Partners in crime at the Festival of Chichester
Crime authors Pauline Rowson, Peter Lovesey and Simon Brett |
Owing to the Covid-19 crisis, events and talks are postponed so I'm
continuing my theme of looking back on my talks to some wonderful
audiences, in conjunction with some great writers. Here is a very
lively event in which I participated with fellow crime authors, Simon
Brett and Peter Lovesey.
On 8 July 2013 it fell to me to grill my fellow crime writers
Peter Lovesey and Simon Brett at an event entitled "Under Interrogation"
held at Chichester Library as part of the celebration for the Festival
of Chichester.
The three of us gave the capacity audience of fifty-five a flavour of how we research, plot and write our crime novels.
Peter Lovesey and I talked about our detectives and how they
differed. My DI Andy Horton is fit and fearless, a real action man, a
maverick cop who doesn't conform and who is always on the outside,
despite his desire to belong. While Peter's detective, Peter Diamond, is
older and more set in his ways, a 'dinosaur' as Peter Lovesey described
him who doesn't embrace technology. Simon Brett told the audience why
he chose instead to feature amateur sleuths in his novels. His reason
being he says he knows nothing about police procedure.

> [TASK INSTRUCTIONS]:
1. Retype the stretch of the festival account from "On 8 July 2013" through "our crime novels.".
2. State whether each statement agrees with the festival account, answering yes or no and quoting the words that decide it: (a) The event took place at Chichester Library. (b) The audience numbered fifty people. (c) Simon Brett's novels feature police detectives.
The rows that follow have no connection to the festival account.

> [RECORD EXTRACTS]:

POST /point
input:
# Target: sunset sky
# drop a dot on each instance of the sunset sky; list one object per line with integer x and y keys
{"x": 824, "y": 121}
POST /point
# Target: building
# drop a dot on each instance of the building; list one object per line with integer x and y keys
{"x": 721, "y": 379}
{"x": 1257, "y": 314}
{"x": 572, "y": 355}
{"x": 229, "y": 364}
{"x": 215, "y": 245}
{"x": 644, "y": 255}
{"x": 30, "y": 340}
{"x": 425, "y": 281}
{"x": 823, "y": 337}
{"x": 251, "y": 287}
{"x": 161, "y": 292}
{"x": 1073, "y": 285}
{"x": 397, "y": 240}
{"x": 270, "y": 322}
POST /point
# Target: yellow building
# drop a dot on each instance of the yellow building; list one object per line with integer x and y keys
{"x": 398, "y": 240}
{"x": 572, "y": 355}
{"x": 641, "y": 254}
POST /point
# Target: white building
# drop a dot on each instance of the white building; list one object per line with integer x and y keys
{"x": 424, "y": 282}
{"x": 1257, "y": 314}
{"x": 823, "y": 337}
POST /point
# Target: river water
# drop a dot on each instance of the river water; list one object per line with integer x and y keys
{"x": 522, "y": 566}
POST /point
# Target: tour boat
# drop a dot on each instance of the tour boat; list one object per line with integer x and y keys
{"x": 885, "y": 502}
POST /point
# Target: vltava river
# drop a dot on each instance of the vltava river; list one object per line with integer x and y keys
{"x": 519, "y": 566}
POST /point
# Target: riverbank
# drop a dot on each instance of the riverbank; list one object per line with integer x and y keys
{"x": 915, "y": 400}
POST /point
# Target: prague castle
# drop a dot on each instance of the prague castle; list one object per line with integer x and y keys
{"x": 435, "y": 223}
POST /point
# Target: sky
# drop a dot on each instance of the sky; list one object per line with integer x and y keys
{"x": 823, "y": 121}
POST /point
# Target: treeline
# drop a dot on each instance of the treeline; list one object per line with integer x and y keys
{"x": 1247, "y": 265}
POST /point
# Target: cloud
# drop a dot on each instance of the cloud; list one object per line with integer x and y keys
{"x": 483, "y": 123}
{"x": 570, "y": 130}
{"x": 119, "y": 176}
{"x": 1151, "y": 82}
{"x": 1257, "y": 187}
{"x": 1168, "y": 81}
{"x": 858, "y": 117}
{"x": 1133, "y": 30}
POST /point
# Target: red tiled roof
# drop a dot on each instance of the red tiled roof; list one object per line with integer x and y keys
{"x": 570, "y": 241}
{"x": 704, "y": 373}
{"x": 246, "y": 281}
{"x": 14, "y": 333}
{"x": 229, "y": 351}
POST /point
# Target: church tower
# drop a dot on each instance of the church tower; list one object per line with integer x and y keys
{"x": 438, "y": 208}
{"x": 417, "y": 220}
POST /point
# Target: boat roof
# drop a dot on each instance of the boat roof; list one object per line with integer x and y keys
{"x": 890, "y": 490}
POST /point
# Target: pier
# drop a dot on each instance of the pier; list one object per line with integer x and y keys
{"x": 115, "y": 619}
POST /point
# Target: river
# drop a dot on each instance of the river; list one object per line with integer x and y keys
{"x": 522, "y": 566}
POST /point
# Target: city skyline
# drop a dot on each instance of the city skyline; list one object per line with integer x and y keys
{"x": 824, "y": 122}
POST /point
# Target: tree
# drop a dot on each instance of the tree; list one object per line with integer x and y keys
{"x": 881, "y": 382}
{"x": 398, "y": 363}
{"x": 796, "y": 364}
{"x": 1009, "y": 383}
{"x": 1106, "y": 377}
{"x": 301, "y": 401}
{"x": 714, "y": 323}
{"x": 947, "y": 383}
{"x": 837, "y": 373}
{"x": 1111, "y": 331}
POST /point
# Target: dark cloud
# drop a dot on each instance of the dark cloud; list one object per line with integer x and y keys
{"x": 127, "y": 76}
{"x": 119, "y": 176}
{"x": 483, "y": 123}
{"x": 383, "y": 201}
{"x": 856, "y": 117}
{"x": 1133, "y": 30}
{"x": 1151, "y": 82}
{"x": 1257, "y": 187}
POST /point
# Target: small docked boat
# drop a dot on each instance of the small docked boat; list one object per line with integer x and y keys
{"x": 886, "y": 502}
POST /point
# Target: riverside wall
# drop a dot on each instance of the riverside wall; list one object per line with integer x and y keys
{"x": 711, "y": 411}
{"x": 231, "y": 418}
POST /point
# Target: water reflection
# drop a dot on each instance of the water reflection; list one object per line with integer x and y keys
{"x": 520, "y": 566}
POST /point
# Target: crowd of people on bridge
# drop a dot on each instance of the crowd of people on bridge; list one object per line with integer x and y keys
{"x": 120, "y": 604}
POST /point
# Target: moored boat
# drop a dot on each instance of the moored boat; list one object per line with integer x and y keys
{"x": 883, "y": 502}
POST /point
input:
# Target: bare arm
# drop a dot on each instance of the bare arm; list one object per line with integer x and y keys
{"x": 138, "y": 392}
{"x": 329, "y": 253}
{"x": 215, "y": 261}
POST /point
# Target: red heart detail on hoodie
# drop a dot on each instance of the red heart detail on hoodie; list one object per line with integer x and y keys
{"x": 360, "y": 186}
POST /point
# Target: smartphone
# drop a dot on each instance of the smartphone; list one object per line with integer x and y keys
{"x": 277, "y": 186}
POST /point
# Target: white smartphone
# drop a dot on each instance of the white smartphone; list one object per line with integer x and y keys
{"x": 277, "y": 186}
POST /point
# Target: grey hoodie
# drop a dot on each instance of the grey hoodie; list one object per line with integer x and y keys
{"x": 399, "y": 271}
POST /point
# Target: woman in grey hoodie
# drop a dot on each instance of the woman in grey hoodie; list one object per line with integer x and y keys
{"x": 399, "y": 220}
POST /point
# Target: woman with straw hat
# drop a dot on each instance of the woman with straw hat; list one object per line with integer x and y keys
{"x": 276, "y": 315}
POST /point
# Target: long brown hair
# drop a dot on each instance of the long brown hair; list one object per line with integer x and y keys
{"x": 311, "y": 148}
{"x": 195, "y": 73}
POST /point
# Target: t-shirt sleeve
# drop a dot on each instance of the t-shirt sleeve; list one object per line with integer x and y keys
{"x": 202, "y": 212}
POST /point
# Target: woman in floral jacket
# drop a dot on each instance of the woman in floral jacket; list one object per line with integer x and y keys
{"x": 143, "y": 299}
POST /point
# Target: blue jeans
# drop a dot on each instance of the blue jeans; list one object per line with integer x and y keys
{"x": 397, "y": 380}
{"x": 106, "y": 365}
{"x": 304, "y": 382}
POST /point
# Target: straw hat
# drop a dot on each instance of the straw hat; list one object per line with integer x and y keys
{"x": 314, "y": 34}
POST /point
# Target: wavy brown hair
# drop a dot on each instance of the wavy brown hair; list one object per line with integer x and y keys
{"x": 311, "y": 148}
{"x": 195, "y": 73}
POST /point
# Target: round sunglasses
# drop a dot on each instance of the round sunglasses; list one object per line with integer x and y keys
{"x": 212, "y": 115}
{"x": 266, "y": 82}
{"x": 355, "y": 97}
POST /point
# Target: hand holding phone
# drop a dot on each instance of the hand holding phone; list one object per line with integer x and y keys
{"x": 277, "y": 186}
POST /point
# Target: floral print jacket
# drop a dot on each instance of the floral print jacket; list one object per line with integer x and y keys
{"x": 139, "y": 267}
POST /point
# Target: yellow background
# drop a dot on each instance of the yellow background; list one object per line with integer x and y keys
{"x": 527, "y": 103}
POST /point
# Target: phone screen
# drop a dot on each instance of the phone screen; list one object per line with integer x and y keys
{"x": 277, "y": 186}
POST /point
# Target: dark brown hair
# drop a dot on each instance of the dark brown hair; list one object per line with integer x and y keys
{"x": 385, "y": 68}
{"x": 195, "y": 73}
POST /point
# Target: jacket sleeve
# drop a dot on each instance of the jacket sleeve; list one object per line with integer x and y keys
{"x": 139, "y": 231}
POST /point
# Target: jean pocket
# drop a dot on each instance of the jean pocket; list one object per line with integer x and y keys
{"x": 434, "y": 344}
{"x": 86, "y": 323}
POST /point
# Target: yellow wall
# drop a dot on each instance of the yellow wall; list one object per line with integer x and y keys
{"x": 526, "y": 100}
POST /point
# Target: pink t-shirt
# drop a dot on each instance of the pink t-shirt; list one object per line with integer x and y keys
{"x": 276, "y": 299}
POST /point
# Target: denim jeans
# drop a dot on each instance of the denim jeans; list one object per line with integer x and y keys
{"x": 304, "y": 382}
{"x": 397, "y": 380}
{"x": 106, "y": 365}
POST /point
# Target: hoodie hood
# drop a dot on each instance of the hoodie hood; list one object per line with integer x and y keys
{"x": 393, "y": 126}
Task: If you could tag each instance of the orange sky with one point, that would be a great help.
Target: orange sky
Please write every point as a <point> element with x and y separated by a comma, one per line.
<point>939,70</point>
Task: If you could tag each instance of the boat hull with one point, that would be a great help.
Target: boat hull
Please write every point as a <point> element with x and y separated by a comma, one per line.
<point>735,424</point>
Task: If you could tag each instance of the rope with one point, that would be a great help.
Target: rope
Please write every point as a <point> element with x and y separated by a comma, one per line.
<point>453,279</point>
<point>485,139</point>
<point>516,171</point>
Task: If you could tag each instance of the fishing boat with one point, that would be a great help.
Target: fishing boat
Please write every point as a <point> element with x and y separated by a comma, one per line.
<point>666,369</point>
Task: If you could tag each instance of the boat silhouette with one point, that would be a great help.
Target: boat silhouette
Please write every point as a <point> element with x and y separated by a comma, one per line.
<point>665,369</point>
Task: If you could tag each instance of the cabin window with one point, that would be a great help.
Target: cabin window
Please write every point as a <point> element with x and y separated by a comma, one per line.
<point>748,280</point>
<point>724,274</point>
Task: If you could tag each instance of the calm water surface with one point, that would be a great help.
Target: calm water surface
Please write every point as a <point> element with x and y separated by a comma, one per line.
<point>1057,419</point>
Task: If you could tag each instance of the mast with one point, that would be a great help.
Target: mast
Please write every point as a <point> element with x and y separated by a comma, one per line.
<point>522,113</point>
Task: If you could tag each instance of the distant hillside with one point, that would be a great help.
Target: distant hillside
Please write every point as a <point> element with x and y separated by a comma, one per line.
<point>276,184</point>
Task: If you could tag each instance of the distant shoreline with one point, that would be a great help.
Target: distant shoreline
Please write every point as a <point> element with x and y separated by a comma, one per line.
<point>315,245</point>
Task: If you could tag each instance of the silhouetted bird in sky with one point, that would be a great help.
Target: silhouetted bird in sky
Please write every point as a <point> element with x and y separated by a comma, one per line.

> [ANSWERS TO THE EXERCISE]:
1.
On 8 July 2013 it fell to me to grill my fellow crime writers
Peter Lovesey and Simon Brett at an event entitled "Under Interrogation"
held at Chichester Library as part of the celebration for the Festival
of Chichester.
The three of us gave the capacity audience of fifty-five a flavour of how we research, plot and write our crime novels.

2.
(a) Yes: "held at Chichester Library"
(b) No: "the capacity audience of fifty-five"
(c) No: "he chose instead to feature amateur sleuths in his novels"